What to work on:
1. Repeat, word for word, everything from "Tim Jefferson, UK-based" down to "by late 2018." in the London transit fare revenue article below.
2. According to the London transit fare revenue article below, what share of its 2019 level had ridership on the Underground reached?

Provided text:

◆ ◆ ◆

Figures from Transport for London obtained by Mobility Payments show that revenue reached £205 million (US$267 million) in a four-week period around the end of 2021. That compares with just under £203 million in the four-week period just before the UK lockdowns hit in March 2020.
A Transport for London spokesman confirmed to Mobility Payments that contactless pay-as-you-go revenue was now at a “similar level” to 2019, while ridership on the Underground, also known as the Tube, was still at two-thirds of 2019 levels and bus ridership remained at 80% of pre-pandemic levels.
“Due to changing commuter habits following the pandemic, people are increasingly moving away from season tickets and toward pay as you go with contactless, due to its flexibility and convenience,” said the spokesman. “We have, therefore, seen a faster recovery with contactless compared to other ticketing options.”
According to the figures, contactless open-loop payments now make up more than 60% of total pay-as-you-go fare revenue for Transport for London. Updated: Besides contactless payments, the figure includes all revenue from Oyster pay as you go. The revenue figure cover all of the agency’s transport modes, including the Underground–by far the most used mode–buses, trams and commuter rail.
Tim Jefferson, UK-based senior consultant for The Human Chain/FirstPartner, said the continued growth of contactless open-loop payments by customers of Transport for London echoes trends for payments at the retail point of sale.
“This is being driven by the relentless drive to a cashless society in the UK with the pandemic accelerating this inevitable process,” he told Mobility Payments. “General retail cardholder-present sales have shot up during the pandemic, and the latest TfL figures mirror this.”
Contactless open-loop payments had surpassed 50% of total fare pay-as-you-go revenue as of last summer, as Mobility Payments reported. Contactless had only reached 30% of total fares by late 2018.
The figures obtained by Mobility Payments also show that Visa- and Mastercard-branded cards, accepted by Transport for London’s merchant acquirer Barclaycard, make up a dominant and growing share of transactions. The recent figures show that these brands accounted for a little more than 92% of revenue–with American Express cards making up the rest. The Barclaycard receipts are about two percentage points higher than before the pandemic as compared with AmEx. (See chart for revenue received by Barclaycard.)
Transport for London has made open-loop, pay-as-you-go service a priority and has offered both daily and weekly fare capping with contactless bank cards and credentials in NFC wallets for years. It had only enabled daily fare capping for its closed-loop Oyster cards until relatively recently, when it added weekly fare capping.
The agency, however, has said repeatedly that it has no plans to phase out Oyster, though it will probably move the closed-loop card to white-label EMV technology in 2025.

◆ ◆ ◆

Supplied material:
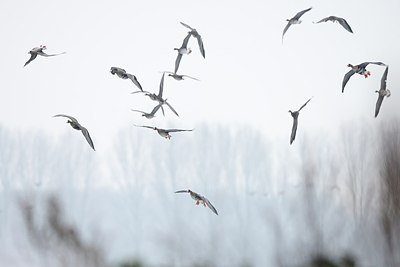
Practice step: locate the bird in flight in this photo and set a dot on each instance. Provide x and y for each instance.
(193, 32)
(77, 126)
(39, 51)
(199, 199)
(383, 91)
(341, 21)
(121, 73)
(359, 69)
(183, 50)
(179, 77)
(294, 20)
(295, 115)
(164, 132)
(159, 97)
(151, 114)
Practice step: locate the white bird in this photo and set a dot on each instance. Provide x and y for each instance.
(39, 51)
(164, 132)
(199, 199)
(179, 77)
(359, 69)
(341, 21)
(193, 32)
(151, 114)
(383, 91)
(159, 98)
(121, 73)
(294, 20)
(295, 115)
(183, 50)
(77, 126)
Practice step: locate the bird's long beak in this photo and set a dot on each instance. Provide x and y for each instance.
(181, 191)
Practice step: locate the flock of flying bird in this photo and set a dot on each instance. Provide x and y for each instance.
(359, 69)
(121, 73)
(184, 50)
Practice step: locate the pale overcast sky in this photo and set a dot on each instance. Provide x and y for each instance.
(248, 76)
(248, 79)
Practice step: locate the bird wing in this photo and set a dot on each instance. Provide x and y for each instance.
(344, 23)
(145, 92)
(185, 41)
(208, 203)
(384, 78)
(294, 130)
(346, 78)
(201, 46)
(378, 104)
(301, 13)
(114, 70)
(178, 61)
(162, 109)
(41, 53)
(33, 56)
(69, 117)
(145, 126)
(182, 191)
(177, 130)
(191, 77)
(161, 86)
(285, 30)
(155, 109)
(138, 111)
(134, 80)
(187, 26)
(326, 19)
(304, 104)
(173, 110)
(363, 65)
(85, 133)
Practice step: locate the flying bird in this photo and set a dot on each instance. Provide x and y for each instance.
(341, 21)
(382, 92)
(199, 199)
(121, 73)
(159, 97)
(360, 69)
(151, 114)
(179, 77)
(77, 126)
(39, 51)
(183, 50)
(294, 20)
(193, 32)
(164, 132)
(295, 115)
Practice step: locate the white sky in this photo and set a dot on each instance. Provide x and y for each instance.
(248, 76)
(247, 79)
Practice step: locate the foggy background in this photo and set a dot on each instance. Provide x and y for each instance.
(332, 193)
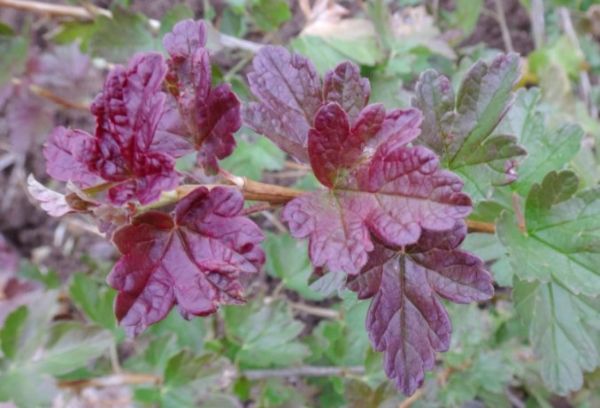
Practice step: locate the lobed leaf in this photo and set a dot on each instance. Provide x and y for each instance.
(211, 115)
(377, 186)
(462, 129)
(345, 86)
(289, 92)
(193, 258)
(561, 243)
(563, 331)
(406, 319)
(121, 152)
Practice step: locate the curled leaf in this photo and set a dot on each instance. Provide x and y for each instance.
(193, 258)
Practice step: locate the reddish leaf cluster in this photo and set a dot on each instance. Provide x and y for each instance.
(389, 217)
(148, 114)
(192, 258)
(141, 130)
(406, 319)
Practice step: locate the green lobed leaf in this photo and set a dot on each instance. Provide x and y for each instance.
(462, 129)
(287, 259)
(71, 346)
(14, 54)
(252, 158)
(270, 14)
(267, 334)
(562, 242)
(564, 331)
(95, 300)
(12, 330)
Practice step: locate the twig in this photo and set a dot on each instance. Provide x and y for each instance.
(115, 380)
(480, 226)
(316, 311)
(51, 96)
(112, 381)
(503, 26)
(412, 399)
(82, 13)
(275, 221)
(53, 10)
(114, 358)
(537, 23)
(253, 209)
(304, 371)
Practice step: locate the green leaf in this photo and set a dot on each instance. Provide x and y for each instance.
(193, 380)
(186, 367)
(95, 300)
(562, 241)
(12, 331)
(482, 100)
(49, 278)
(287, 259)
(462, 129)
(27, 388)
(563, 330)
(71, 346)
(342, 342)
(252, 158)
(116, 39)
(270, 14)
(188, 333)
(14, 54)
(548, 150)
(173, 16)
(266, 333)
(467, 14)
(324, 56)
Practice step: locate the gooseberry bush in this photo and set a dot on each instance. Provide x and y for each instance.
(387, 223)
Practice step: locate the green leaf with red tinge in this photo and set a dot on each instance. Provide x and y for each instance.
(462, 129)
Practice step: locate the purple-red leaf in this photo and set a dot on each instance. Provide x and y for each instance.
(122, 151)
(289, 92)
(345, 86)
(406, 319)
(193, 258)
(211, 115)
(377, 184)
(67, 154)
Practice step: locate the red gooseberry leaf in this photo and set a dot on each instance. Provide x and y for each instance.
(406, 320)
(53, 202)
(211, 115)
(193, 258)
(121, 152)
(377, 185)
(345, 86)
(289, 94)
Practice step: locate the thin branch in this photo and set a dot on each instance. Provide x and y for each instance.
(584, 78)
(53, 10)
(407, 403)
(112, 381)
(316, 311)
(538, 27)
(503, 26)
(304, 371)
(253, 209)
(51, 96)
(115, 380)
(480, 226)
(83, 13)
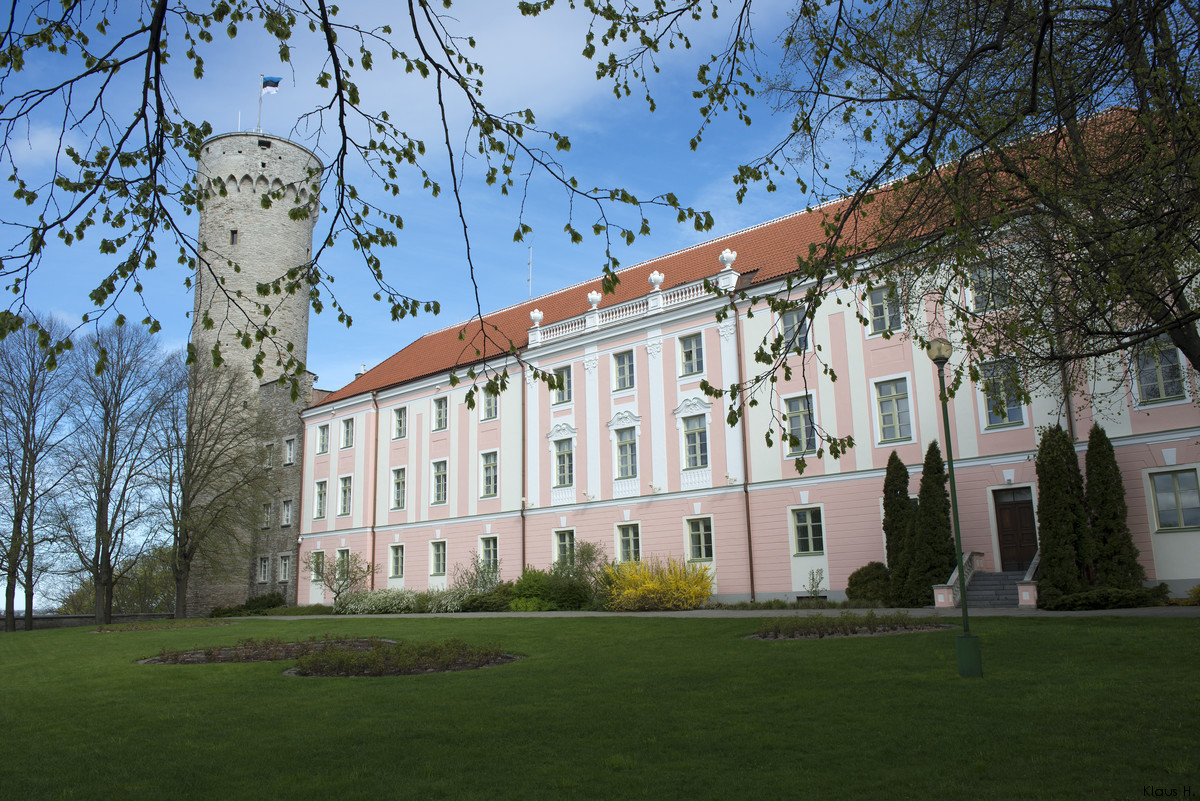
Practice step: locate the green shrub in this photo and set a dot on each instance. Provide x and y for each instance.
(871, 582)
(531, 604)
(657, 584)
(1105, 598)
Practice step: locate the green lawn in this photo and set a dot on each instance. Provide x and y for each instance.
(613, 708)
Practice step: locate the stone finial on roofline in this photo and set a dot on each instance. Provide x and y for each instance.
(726, 279)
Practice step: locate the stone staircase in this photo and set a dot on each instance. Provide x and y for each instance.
(994, 589)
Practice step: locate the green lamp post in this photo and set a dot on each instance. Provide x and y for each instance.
(970, 657)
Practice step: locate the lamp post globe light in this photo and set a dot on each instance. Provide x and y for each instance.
(970, 657)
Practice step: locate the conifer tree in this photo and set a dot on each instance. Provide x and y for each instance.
(931, 546)
(897, 513)
(1062, 519)
(1116, 556)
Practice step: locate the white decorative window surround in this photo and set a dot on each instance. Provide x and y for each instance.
(693, 421)
(624, 431)
(562, 441)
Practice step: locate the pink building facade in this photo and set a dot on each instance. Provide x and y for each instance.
(630, 452)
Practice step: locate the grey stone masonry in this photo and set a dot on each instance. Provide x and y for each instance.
(244, 247)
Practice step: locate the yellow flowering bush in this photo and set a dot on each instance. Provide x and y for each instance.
(657, 584)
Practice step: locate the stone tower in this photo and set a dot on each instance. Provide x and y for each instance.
(245, 246)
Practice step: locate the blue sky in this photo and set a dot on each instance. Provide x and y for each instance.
(529, 62)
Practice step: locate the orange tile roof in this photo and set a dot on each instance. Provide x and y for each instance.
(769, 250)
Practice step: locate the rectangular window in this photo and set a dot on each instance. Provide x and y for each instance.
(700, 538)
(1176, 499)
(563, 384)
(564, 463)
(802, 434)
(564, 546)
(491, 407)
(623, 366)
(1159, 374)
(397, 561)
(318, 503)
(695, 441)
(795, 326)
(627, 453)
(630, 542)
(490, 477)
(441, 488)
(894, 422)
(490, 553)
(989, 287)
(691, 354)
(397, 487)
(809, 537)
(885, 309)
(441, 414)
(1002, 393)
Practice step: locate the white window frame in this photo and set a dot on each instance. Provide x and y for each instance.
(987, 403)
(565, 393)
(793, 529)
(700, 444)
(563, 543)
(883, 311)
(1180, 509)
(564, 456)
(808, 423)
(879, 410)
(399, 482)
(490, 552)
(621, 531)
(495, 474)
(786, 326)
(345, 495)
(441, 414)
(433, 482)
(490, 409)
(624, 380)
(1157, 349)
(438, 553)
(319, 500)
(691, 354)
(690, 538)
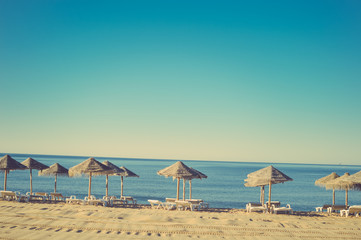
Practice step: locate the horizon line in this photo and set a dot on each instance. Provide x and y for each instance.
(165, 159)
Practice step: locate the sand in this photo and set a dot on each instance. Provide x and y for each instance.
(65, 221)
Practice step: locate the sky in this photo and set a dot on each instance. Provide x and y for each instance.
(254, 81)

◆ ◆ ◆

Results for the exercise:
1.
Tim Jefferson, UK-based senior consultant for The Human Chain/FirstPartner, said the continued growth of contactless open-loop payments by customers of Transport for London echoes trends for payments at the retail point of sale.
“This is being driven by the relentless drive to a cashless society in the UK with the pandemic accelerating this inevitable process,” he told Mobility Payments. “General retail cardholder-present sales have shot up during the pandemic, and the latest TfL figures mirror this.”
Contactless open-loop payments had surpassed 50% of total fare pay-as-you-go revenue as of last summer, as Mobility Payments reported. Contactless had only reached 30% of total fares by late 2018.

2. Two-thirds of 2019 levels.